Exercise:
Please rewrite all the items below, replacing every "rough mask" with "coarse mask" and leaving everything else unchanged.

Stored data:
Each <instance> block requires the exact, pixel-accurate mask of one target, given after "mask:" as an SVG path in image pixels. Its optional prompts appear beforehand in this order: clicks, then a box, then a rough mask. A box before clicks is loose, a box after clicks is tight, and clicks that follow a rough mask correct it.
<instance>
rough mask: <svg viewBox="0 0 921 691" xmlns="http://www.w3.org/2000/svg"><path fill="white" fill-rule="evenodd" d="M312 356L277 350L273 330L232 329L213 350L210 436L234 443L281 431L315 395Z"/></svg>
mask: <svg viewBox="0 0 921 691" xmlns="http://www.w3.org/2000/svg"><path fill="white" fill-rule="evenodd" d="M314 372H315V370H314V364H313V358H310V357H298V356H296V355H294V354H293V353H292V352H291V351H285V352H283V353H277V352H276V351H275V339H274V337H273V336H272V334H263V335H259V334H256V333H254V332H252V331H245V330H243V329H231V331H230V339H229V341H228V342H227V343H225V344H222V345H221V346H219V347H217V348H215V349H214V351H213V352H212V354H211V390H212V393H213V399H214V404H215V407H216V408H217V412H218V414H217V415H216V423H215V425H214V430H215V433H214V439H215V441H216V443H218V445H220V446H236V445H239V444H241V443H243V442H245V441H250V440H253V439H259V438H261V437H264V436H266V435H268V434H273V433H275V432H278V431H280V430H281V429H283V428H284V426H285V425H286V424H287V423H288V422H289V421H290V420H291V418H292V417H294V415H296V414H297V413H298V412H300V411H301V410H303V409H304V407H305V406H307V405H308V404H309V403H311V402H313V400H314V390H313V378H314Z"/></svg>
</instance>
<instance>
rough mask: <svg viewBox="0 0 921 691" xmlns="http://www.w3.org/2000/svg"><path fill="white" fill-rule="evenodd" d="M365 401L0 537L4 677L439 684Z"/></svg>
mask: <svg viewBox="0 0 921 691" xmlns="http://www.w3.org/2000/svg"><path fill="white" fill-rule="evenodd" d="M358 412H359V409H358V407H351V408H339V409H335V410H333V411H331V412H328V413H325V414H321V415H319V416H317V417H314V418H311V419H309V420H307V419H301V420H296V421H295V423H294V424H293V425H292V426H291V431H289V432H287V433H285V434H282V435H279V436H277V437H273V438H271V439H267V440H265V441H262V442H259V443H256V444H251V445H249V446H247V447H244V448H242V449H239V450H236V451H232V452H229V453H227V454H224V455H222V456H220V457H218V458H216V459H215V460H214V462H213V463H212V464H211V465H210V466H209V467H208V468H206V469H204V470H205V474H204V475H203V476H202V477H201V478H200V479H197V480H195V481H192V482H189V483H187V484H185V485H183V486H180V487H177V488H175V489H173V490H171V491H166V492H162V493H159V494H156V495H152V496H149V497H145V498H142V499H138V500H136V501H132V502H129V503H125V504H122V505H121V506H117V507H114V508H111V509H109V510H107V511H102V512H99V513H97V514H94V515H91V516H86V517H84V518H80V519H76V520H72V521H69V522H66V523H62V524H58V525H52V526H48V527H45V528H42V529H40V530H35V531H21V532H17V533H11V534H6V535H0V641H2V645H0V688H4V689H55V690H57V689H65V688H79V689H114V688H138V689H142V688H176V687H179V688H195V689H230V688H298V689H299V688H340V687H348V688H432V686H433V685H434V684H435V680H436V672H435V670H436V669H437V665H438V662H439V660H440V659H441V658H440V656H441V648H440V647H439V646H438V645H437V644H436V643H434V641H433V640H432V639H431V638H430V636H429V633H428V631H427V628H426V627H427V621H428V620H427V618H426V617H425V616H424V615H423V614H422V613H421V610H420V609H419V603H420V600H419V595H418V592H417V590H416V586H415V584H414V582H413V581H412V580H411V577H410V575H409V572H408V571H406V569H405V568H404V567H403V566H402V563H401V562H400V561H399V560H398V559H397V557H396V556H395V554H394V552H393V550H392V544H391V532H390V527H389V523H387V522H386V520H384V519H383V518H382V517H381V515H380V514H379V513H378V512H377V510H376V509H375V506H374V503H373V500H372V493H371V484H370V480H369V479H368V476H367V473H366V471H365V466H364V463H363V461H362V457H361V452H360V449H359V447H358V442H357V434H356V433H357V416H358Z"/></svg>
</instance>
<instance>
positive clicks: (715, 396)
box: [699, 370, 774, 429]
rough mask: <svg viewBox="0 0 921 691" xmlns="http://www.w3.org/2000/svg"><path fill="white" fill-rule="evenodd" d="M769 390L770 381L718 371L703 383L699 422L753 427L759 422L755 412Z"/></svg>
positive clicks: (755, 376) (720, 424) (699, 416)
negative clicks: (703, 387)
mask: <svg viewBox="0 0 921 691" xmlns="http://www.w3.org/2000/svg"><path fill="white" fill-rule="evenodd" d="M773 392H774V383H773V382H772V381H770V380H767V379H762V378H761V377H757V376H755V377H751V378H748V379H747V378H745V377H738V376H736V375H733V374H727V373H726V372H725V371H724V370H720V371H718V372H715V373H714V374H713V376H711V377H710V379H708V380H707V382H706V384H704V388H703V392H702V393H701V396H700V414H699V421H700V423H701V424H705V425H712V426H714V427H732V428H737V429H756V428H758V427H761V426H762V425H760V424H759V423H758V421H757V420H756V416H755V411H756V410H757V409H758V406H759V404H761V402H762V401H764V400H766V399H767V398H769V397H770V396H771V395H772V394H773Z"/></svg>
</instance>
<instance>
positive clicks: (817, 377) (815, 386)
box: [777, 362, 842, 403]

Task response:
Each <instance> block requires the exact, pixel-accurate mask of one target, given after "mask:" as an SVG path in image pixels. Its optional prompts appear beforehand in this order: clicks, then a box, then a coarse mask. A box before clicks is loose, a box after clicks is tight, and clicks that follow a coarse mask correct it.
<instance>
coarse mask: <svg viewBox="0 0 921 691" xmlns="http://www.w3.org/2000/svg"><path fill="white" fill-rule="evenodd" d="M312 356L277 350L273 330L232 329L213 350L210 436L234 443L281 431L315 395Z"/></svg>
mask: <svg viewBox="0 0 921 691" xmlns="http://www.w3.org/2000/svg"><path fill="white" fill-rule="evenodd" d="M314 372H315V370H314V364H313V358H310V357H298V356H296V355H294V354H293V353H292V352H291V351H285V352H283V353H277V352H276V351H275V339H274V337H273V336H272V334H263V335H259V334H256V333H254V332H252V331H245V330H243V329H231V331H230V339H229V341H228V342H227V343H225V344H222V345H221V346H219V347H217V348H215V349H214V351H213V352H212V354H211V390H212V393H213V399H214V404H215V407H216V408H217V412H218V414H217V415H216V423H215V425H214V430H215V433H214V439H215V441H216V443H218V445H220V446H236V445H239V444H241V443H243V442H245V441H250V440H253V439H259V438H261V437H264V436H266V435H268V434H273V433H275V432H278V431H280V430H281V429H283V428H284V426H285V425H286V424H287V423H288V422H289V421H290V420H291V418H292V417H294V415H296V414H297V413H298V412H300V411H301V410H303V409H304V407H305V406H307V405H308V404H309V403H311V402H313V400H314V390H313V378H314Z"/></svg>
</instance>
<instance>
coarse mask: <svg viewBox="0 0 921 691" xmlns="http://www.w3.org/2000/svg"><path fill="white" fill-rule="evenodd" d="M365 401L0 537L4 677L439 684Z"/></svg>
mask: <svg viewBox="0 0 921 691" xmlns="http://www.w3.org/2000/svg"><path fill="white" fill-rule="evenodd" d="M358 412H359V409H358V407H351V408H339V409H335V410H333V411H331V412H328V413H325V414H321V415H319V416H317V417H314V418H311V419H309V420H307V419H301V420H296V421H295V423H294V424H293V425H292V426H291V431H289V432H287V433H285V434H282V435H279V436H277V437H273V438H271V439H267V440H265V441H262V442H259V443H256V444H251V445H249V446H247V447H244V448H242V449H239V450H236V451H232V452H229V453H227V454H224V455H222V456H220V457H218V458H216V459H215V460H214V462H213V463H212V464H211V465H210V466H209V467H208V468H206V469H204V470H205V474H204V475H203V476H202V477H201V478H200V479H197V480H195V481H192V482H189V483H187V484H185V485H183V486H180V487H177V488H175V489H173V490H171V491H166V492H162V493H159V494H156V495H152V496H149V497H145V498H142V499H138V500H136V501H132V502H129V503H125V504H122V505H121V506H117V507H114V508H111V509H109V510H107V511H102V512H99V513H97V514H94V515H91V516H86V517H84V518H80V519H76V520H72V521H69V522H66V523H62V524H58V525H52V526H48V527H45V528H42V529H40V530H35V531H21V532H17V533H11V534H6V535H0V641H2V645H0V688H4V689H55V690H57V689H65V688H79V689H114V688H138V689H142V688H176V687H179V688H195V689H230V688H298V689H299V688H340V687H348V688H432V686H433V685H434V684H435V680H436V672H435V670H436V669H437V665H438V662H439V660H440V659H441V658H440V656H441V648H440V647H439V646H438V645H437V644H436V643H434V641H433V640H432V639H431V638H430V636H429V633H428V631H427V628H426V627H427V621H428V620H427V618H426V617H425V616H424V615H423V614H422V613H421V610H420V609H419V603H420V600H419V595H418V592H417V590H416V586H415V584H414V582H413V581H412V580H411V577H410V575H409V572H408V571H406V569H405V568H404V567H403V566H402V563H401V562H400V561H399V560H398V559H397V557H396V556H395V554H394V552H393V550H392V544H391V532H390V527H389V523H387V522H386V520H384V519H383V518H382V517H381V515H380V514H379V513H378V512H377V510H376V509H375V506H374V503H373V500H372V493H371V484H370V480H369V479H368V476H367V473H366V471H365V466H364V463H363V461H362V457H361V452H360V449H359V447H358V442H357V434H356V433H357V416H358Z"/></svg>
</instance>
<instance>
positive clicks: (715, 396)
box: [699, 370, 774, 429]
coarse mask: <svg viewBox="0 0 921 691" xmlns="http://www.w3.org/2000/svg"><path fill="white" fill-rule="evenodd" d="M769 390L770 381L718 371L703 383L699 422L753 427L759 422L755 412Z"/></svg>
positive clicks: (755, 376) (720, 424) (699, 416)
negative clicks: (703, 387)
mask: <svg viewBox="0 0 921 691" xmlns="http://www.w3.org/2000/svg"><path fill="white" fill-rule="evenodd" d="M773 392H774V383H773V382H772V381H770V380H767V379H762V378H761V377H757V376H755V377H751V378H748V379H747V378H745V377H738V376H736V375H733V374H727V373H726V372H725V371H724V370H720V371H718V372H715V373H714V374H713V376H711V377H710V379H708V380H707V382H706V384H704V388H703V392H702V393H701V396H700V414H699V421H700V423H701V424H705V425H712V426H714V427H732V428H737V429H756V428H758V427H761V426H762V425H760V424H759V423H758V421H757V420H756V416H755V411H756V410H757V409H758V406H759V404H761V402H762V401H764V400H766V399H767V398H769V397H770V396H771V395H772V394H773Z"/></svg>
</instance>
<instance>
positive clicks: (817, 377) (815, 386)
box: [777, 362, 842, 403]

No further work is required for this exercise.